■ **WHAT IS BEING ASKED**
Here is a listing. Set it down again exactly.

■ **DATA SUPPLIED**
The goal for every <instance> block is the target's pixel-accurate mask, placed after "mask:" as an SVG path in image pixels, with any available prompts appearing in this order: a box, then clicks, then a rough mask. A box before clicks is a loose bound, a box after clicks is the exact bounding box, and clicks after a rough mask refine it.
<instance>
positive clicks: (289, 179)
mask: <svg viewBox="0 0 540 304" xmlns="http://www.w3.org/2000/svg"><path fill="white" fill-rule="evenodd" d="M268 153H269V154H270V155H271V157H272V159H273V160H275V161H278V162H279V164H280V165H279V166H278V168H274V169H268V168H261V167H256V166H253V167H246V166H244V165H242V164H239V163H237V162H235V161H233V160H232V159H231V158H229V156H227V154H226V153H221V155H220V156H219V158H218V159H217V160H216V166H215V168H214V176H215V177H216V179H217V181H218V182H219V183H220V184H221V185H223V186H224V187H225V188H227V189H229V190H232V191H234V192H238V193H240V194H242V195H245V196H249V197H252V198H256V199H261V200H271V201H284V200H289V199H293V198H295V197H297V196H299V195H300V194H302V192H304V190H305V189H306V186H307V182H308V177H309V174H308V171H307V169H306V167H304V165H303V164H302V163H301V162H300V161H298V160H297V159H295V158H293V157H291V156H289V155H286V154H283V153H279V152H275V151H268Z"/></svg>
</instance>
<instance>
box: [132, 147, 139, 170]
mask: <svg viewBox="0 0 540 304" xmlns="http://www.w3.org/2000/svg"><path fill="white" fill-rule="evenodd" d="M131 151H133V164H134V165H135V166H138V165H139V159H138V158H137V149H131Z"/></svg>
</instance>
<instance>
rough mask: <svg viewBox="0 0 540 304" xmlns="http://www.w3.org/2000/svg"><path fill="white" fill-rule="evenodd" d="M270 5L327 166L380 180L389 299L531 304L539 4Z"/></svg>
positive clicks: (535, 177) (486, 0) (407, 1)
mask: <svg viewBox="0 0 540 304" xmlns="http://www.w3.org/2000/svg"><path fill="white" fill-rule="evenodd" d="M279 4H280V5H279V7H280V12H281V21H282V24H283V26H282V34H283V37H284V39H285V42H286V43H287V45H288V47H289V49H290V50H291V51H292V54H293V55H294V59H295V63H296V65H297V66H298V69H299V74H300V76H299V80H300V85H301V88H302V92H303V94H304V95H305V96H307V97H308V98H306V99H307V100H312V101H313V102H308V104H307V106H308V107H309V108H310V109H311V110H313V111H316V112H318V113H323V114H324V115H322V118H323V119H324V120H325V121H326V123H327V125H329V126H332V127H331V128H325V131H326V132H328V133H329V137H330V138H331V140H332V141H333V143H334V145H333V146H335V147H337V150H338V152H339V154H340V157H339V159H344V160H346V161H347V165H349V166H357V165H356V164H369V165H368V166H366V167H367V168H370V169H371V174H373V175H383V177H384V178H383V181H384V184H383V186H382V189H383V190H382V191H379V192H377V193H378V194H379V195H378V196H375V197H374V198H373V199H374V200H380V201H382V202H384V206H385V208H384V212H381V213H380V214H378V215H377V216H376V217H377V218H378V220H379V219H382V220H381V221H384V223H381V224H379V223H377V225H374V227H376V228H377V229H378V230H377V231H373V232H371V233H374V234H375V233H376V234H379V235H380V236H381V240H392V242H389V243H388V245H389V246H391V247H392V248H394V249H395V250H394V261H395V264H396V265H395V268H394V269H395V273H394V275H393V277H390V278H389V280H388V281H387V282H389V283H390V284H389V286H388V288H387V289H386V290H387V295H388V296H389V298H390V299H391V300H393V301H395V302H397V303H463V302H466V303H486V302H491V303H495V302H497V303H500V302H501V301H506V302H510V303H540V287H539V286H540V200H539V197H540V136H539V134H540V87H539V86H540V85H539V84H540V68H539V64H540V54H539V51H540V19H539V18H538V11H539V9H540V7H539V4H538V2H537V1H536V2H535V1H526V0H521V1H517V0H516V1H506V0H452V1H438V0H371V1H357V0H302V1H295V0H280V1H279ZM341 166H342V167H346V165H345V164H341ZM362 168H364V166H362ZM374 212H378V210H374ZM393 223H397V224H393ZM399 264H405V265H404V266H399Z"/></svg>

■ **WORKED SOLUTION**
The goal for every <instance> block is the target's pixel-accurate mask, placed after "mask:" as an SVG path in image pixels, with any available prompts appearing in this order: a box, then clicks, then a rough mask. A box before clicks is a loose bound, a box after clicks is the exact bounding box, and clicks after a rough mask refine it.
<instance>
positive clicks: (289, 179)
mask: <svg viewBox="0 0 540 304" xmlns="http://www.w3.org/2000/svg"><path fill="white" fill-rule="evenodd" d="M268 153H269V154H270V155H271V157H272V159H273V160H275V161H278V162H279V164H280V165H279V166H278V168H274V169H268V168H261V167H256V166H253V167H246V166H244V165H242V164H239V163H237V162H235V161H233V160H232V159H231V158H229V156H227V154H226V153H221V155H220V156H219V158H218V159H217V160H216V166H215V168H214V176H215V177H216V179H217V181H218V182H219V183H220V184H221V185H223V186H224V187H225V188H227V189H229V190H232V191H234V192H238V193H240V194H242V195H245V196H249V197H252V198H256V199H261V200H271V201H284V200H289V199H293V198H295V197H297V196H299V195H300V194H302V192H304V190H305V189H306V186H307V182H308V177H309V174H308V171H307V169H306V167H304V165H303V164H302V163H301V162H300V161H298V160H297V159H295V158H293V157H291V156H289V155H286V154H283V153H279V152H275V151H268Z"/></svg>
</instance>
<instance>
box: [132, 147, 139, 170]
mask: <svg viewBox="0 0 540 304" xmlns="http://www.w3.org/2000/svg"><path fill="white" fill-rule="evenodd" d="M131 151H133V164H134V165H135V166H138V165H139V159H138V158H137V149H131Z"/></svg>
</instance>
<instance>
rough mask: <svg viewBox="0 0 540 304" xmlns="http://www.w3.org/2000/svg"><path fill="white" fill-rule="evenodd" d="M270 5L327 166L380 180L389 299L531 304L539 4Z"/></svg>
positive clicks: (535, 177) (486, 0) (407, 1)
mask: <svg viewBox="0 0 540 304" xmlns="http://www.w3.org/2000/svg"><path fill="white" fill-rule="evenodd" d="M279 4H280V5H279V7H280V12H281V21H282V24H283V26H282V34H283V37H284V39H285V42H286V43H287V45H288V47H289V49H290V50H291V51H292V54H293V55H294V59H295V63H296V65H297V66H298V69H299V74H300V76H299V80H300V85H301V88H302V92H303V94H304V95H305V96H307V97H308V98H306V99H307V100H312V101H313V102H308V104H307V106H308V107H309V108H310V109H311V110H313V111H316V112H318V113H323V114H324V115H322V118H323V119H324V120H325V121H326V123H327V125H329V126H332V127H331V128H325V131H326V132H328V133H329V137H330V138H331V140H332V141H333V143H334V145H333V146H335V147H337V150H338V152H339V154H340V157H339V159H344V160H346V161H347V165H349V166H357V165H356V164H369V165H368V166H366V167H367V168H370V169H371V174H373V175H383V177H384V178H383V181H384V184H383V186H382V189H383V190H382V191H379V192H377V193H378V194H379V195H378V196H375V197H374V198H373V199H374V200H380V201H382V202H384V206H385V208H384V212H381V213H380V214H378V215H377V216H376V217H377V218H378V220H379V219H382V220H381V221H384V223H381V224H379V223H377V225H374V227H376V228H377V229H378V230H377V231H373V232H371V233H374V234H375V233H376V234H379V235H380V236H381V240H392V242H389V243H388V245H389V246H391V247H392V248H394V249H395V250H394V261H395V264H396V265H395V268H394V269H395V273H394V275H393V277H390V278H389V280H388V281H387V282H389V283H390V284H389V286H388V288H387V289H386V290H387V295H388V296H389V298H390V299H391V300H393V301H395V302H397V303H463V302H466V303H486V302H491V303H495V302H497V303H500V302H501V301H506V302H510V303H540V287H539V286H540V200H539V197H540V136H539V134H540V87H539V86H540V85H539V84H540V68H539V64H540V54H539V51H540V19H539V18H538V11H539V9H540V7H539V4H538V2H537V1H536V2H535V1H526V0H521V1H517V0H516V1H506V0H452V1H438V0H371V1H357V0H302V1H295V0H280V1H279ZM341 166H342V167H346V165H345V164H341ZM362 168H364V166H362ZM374 212H378V210H374ZM393 223H397V224H393ZM399 264H405V265H404V266H399Z"/></svg>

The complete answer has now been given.